*TASK BRIEF:*
Rewrite the discussion of character stat scaling from "How much do" to "they gain levels?", changing "start" to "beginning".

*SELECTED PASSAGE:*
Basically, you have a base parameter that represent the "race" of the character. It is a simple linear equation of type y = Nx+b

You put the "class" equation over it wich is an exponential equation y = N^x

based on the values you wanna have and the importance of each factors (class and race) in the final result you need, you can adjust the ranges of N for both equation. "y" is the stat value and "x" is the level of your character

I like using different functions for different input in my systems since it allows for great control over the importance of each input and they are usually easier to work with (ie you can directly understand the effect of changing a variable)

edit : I made a mistake in my variables meaning ;)
By "stats" do you mean "hit ability"? "Strength"? "Damage"? "Hit points"?

How much do stats vary between characters at the start? Do you want the power varience from stats between characters to persist, or fade away, as they gain levels?

What do you want your character power curve to look like? (ie, should a L 5 character be able to beat two L 4 characters at once? Two L 3 characters at once? Two L 2 characters at once?)

Do you want there to be "phase changes" in gameplay? (An example of a "phase change": At lower levels, combat lasts many rounds. By highest level, the first blow usually decides who wins. This changes how fights work -- by the highest level, initiative trumps all.)
Ciment, thank you for your suggestion. It's actually not a bad idea since I can use those factors to help balance the game without having to tweak each individual character's variables. I'll probably adopt a similar layered approach.

NotAYakk, by stats I mean strength, HP, MP, etc. I haven't completely worked out my combat system yet, and as such I only have a really rough idea of how I want to define my characters. For the purposes of this discussion, stick with HP, since it typically has a wide dynamic range, but more than likely a character's HP will be defined by some underlying value such as strength or endurance.

*DATA LINES:*
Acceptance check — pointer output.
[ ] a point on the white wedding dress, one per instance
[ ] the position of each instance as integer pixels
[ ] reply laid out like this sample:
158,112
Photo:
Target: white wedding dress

*ANSWER IN FULL:*
How much do stats vary between characters at the beginning? Do you want the power varience from stats between characters to persist, or fade away, as they gain levels?